TEXTO DE LA PÁGINA

Las páginas vivas, palpitantes, del
Diálogo contienen el grito inenarrable que compendia toda la existencia y la
misión de Catalina, dirigido a Dios: "Por tu gloria, Señor, salva al
mundo". Santa Catalina escribió en él no lo que sabía, sino lo que vivía,
lo que era, recogiendo una serie de experiencias místicas que se habrían
perdido definitivamente para nosotros sí, de modo providencial, no hubieran
encontrado el eco cálido en las páginas del Diálogo. Con la misma fuerza
captamos en ellas la respuesta divina en una promesa de misericordia sobre el
hombre y la Santa Iglesia y en la enseñanza de los caminos por los que el
hombre hallará su salvación.
En octubre de 1378 había terminado el
dictado a tres de sus discípulos, que la servían también de secretarios para su
abundante correspondencia. Hasta nosotros han llegado casi 400 cartas, vivo
retrato de su alma excepcional, eco apasionado en su mayor parte, de sus
objetivos: la reforma y la cruzada para la reconquista de los Santos Lugares,
El Papa la quiere, en estas horas
luctuosas, junto a sí, en Roma. En la Ciudad Eterna lleva a cabo una ardiente
campaña en favor del verdadero papa Urbano VI. Habla en Consistorio a los
cardenales, sigue escribiendo cartas a las personas de mayor influencia, llama
junto a sí a las más relevantes personalidades, por su santidad, que había en
Italia. Su visión es clara, irreductible: los males de la Iglesia no tienen más
remedio que una inundación de santidad en los miembros de la jerarquía y en el
pueblo fiel. No por esto deja de estar presente y de trabajar infatigable entre
los partidarios de uno y de otro Papa.
En los primeros meses del año 1380
—último de su existencia terrena— la vida de Catalina parece una pequeña llama
inquieta que apenas puede ser ya contenida por la fragilidad del cuerpo que se
desmorona. Pero mientras viva será un holocausto por la Santa Iglesia. Ella
misma había escrito antes: "Si muero, sabed que muero de pasión por la
Iglesia". "Cerca de las nueve —dice en una emocionante carta a su
director—, cuando salgo de oír misa, veríais andar una muerta camino de San
Pedro y entrar de nuevo a trabajar en la nave de la Santa Iglesia. Allí me
estoy hasta cerca de la hora de vísperas. No quisiera moverme de allí ni de día
ni de noche, hasta ver a este pueblo sumiso y afianzado en la obediencia de su
Padre, el Papa". Allí, arrodillada, en un éxtasis de sufrimiento interior
y de súplica, se siente aplastada por el peso de la navicella, la nave de la
Iglesia, que Dios le hace sentir gravitar sobre sus hombros frágiles de pobre
mujer. "Catalina —escribía otro de sus discípulos— era como una mansa mula
que sin resistencia llevaba el peso de los pecados de la Iglesia, como en su
juventud había llevado desde la puerta de la casa hasta el granero los pesados
sacos de trigo."

DETALLES DEL EJERCICIO
Prosiga el texto sobre Santa Catalina a partir de la última frase mostrada.

SECCIÓN DE DATOS

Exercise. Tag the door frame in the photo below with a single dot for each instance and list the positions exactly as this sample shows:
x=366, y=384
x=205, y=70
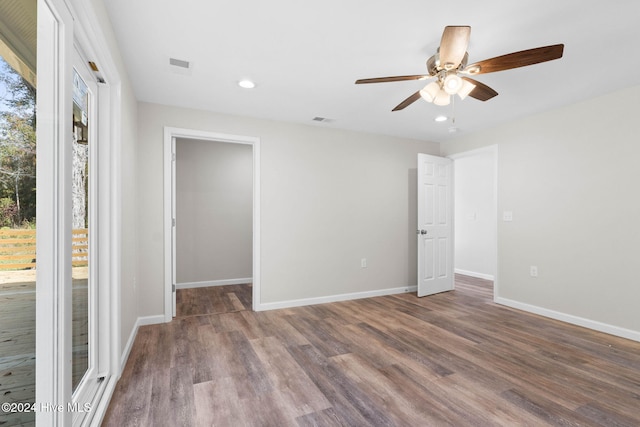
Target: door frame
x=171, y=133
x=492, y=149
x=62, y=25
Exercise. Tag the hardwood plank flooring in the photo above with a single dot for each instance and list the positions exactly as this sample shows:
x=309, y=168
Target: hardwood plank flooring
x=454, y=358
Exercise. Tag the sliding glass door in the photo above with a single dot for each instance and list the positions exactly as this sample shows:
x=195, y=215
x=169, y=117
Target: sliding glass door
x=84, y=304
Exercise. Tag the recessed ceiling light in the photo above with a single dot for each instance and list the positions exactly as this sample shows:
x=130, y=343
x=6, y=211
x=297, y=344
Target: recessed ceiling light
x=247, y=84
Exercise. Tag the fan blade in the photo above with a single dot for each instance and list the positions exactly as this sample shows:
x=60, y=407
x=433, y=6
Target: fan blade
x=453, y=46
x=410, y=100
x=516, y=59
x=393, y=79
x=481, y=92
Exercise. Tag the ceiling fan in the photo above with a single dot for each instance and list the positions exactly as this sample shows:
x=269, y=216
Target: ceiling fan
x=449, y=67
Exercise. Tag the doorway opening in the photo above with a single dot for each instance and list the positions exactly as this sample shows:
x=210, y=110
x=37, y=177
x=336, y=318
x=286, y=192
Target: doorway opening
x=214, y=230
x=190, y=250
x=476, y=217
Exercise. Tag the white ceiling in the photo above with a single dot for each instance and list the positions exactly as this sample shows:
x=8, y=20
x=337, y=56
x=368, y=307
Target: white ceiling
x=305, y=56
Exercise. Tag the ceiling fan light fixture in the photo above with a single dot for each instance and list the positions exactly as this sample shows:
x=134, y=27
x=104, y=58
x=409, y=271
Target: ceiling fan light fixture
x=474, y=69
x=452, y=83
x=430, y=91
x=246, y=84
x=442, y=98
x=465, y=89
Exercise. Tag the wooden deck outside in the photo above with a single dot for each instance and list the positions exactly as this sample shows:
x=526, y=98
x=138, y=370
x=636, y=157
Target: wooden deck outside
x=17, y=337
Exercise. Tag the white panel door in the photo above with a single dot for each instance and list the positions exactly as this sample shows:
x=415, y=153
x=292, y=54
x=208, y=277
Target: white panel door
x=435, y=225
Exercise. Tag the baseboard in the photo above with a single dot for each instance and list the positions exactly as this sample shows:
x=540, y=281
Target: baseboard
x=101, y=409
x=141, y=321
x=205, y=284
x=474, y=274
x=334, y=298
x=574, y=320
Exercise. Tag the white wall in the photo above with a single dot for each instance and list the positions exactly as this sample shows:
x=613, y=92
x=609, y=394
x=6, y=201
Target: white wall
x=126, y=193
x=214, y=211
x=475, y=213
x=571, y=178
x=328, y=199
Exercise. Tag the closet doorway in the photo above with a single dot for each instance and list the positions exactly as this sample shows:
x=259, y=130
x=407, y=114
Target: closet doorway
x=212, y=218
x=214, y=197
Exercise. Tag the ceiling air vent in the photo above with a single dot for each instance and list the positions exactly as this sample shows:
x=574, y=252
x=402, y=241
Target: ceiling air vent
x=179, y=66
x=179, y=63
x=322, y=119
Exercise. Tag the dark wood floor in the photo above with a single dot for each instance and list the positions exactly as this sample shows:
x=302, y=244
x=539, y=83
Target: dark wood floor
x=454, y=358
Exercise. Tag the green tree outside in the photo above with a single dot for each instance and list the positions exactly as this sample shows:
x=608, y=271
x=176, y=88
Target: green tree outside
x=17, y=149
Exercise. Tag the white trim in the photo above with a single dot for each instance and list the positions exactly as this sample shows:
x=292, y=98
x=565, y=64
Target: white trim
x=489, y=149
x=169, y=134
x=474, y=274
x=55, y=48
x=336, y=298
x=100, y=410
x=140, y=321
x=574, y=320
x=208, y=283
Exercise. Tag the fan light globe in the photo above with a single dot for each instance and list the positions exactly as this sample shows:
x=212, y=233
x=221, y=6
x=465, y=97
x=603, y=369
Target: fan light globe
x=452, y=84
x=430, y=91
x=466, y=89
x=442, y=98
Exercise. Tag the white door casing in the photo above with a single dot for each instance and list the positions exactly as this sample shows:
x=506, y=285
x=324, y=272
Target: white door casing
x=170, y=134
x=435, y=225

==

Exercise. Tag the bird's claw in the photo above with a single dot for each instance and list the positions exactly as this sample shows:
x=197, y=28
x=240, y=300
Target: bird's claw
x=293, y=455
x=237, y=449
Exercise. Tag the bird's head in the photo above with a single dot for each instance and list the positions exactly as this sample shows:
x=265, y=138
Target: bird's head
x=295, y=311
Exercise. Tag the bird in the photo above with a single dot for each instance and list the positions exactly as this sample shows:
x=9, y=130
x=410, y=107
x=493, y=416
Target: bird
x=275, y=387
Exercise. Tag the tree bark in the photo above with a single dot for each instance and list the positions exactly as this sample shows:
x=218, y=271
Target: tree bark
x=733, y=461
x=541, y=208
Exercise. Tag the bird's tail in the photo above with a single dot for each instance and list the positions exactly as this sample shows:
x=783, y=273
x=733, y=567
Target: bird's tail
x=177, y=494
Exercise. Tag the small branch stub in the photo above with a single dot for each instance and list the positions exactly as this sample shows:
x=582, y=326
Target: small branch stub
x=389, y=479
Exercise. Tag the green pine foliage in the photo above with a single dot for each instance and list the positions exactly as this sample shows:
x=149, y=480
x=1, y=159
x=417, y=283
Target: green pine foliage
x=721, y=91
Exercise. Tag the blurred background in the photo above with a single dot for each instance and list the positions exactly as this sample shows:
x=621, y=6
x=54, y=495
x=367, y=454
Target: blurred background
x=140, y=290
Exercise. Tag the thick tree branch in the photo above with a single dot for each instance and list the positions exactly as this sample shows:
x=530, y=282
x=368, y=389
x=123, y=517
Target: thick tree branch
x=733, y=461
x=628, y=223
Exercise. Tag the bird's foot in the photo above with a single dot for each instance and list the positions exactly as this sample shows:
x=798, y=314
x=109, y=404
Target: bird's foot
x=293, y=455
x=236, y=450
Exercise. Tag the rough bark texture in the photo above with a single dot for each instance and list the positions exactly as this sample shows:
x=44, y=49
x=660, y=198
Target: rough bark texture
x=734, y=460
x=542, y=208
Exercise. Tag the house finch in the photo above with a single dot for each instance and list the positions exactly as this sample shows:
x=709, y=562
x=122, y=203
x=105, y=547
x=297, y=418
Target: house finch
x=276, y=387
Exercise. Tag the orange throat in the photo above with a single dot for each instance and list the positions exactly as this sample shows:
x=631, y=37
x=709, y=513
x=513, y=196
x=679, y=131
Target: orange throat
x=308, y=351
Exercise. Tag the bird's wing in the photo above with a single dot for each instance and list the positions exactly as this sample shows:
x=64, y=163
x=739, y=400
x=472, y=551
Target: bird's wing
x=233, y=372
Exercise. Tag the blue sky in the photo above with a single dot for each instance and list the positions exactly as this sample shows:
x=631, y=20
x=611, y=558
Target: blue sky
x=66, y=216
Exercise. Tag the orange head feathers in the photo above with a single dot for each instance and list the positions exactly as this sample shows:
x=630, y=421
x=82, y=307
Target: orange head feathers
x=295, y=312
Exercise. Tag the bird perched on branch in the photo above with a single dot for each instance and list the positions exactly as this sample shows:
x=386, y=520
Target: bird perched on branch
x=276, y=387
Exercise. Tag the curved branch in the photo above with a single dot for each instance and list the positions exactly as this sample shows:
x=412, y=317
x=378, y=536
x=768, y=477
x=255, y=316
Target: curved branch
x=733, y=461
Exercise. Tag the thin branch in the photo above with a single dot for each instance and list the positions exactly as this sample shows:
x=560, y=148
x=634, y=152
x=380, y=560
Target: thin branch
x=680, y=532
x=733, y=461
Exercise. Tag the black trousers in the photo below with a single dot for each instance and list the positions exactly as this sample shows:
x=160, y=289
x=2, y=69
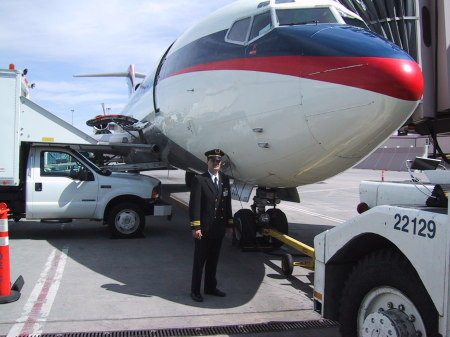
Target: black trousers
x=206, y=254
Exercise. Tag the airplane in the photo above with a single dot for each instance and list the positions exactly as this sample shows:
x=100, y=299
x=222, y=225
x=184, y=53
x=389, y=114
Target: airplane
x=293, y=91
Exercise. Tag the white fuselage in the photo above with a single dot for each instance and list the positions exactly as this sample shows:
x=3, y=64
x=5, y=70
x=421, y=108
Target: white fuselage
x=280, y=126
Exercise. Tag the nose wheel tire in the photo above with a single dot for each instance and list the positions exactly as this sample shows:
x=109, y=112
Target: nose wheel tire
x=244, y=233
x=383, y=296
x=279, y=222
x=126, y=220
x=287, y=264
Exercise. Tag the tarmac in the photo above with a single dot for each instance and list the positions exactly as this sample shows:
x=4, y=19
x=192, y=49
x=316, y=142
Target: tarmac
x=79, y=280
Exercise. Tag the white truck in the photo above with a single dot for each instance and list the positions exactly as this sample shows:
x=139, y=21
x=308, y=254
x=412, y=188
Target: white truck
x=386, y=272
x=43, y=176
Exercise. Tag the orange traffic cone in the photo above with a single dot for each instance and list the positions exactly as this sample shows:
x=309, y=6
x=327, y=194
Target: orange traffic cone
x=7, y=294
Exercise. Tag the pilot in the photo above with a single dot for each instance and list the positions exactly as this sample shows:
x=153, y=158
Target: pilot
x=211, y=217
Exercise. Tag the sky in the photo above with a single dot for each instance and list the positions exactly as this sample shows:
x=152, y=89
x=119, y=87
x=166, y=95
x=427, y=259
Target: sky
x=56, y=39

RESULTADO DE LA TAREA
Cerca de la iglesia y del convento de los
padres dominicos de Santa María de la Minerva, en la Vía di Papa, tenía durante
su estancia en Roma su humilde habitación. Dicta sus últimas cartas-testamento,
desbordantes de ternura y de firmeza, con su habitual visión sobrenatural de
todas las cosas. Interrumpe reiteradamente su dictado, con un suspiro hondo:
"Pequé, Señor; compadécete de mí", o con el grito anhelante de amor a
Jesucristo crucificado que había consumido toda su existencia: "Sangre,
sangre".
Rodeada de muchos de sus discípulos y
seguidores, consumida hasta el agotamiento y el dolor por la enfermedad,
ofrendaba el supremo holocausto de una vida consagrada íntegramente a Dios y a
la Santa Iglesia. Con las palabras de Jesús: "Padre, en tus manos
encomiendo mi espíritu", radiante su cara de luz inusitada, inclinó
suavemente la cabeza y entregó su alma a Dios, en la plenitud del estallido de
la primavera romana. Era el 29 de abril, domingo antes de la Ascensión del
Señor del año 1380.
La Santa Madre Iglesia, con el sello de
su autoridad, avaló el prodigio de santidad de la humilde hija del tintorero de
Siena, por boca de su vicario Pío II, al canonizarla solemnemente en la
festividad de San Pedro y San Pablo del año 1461.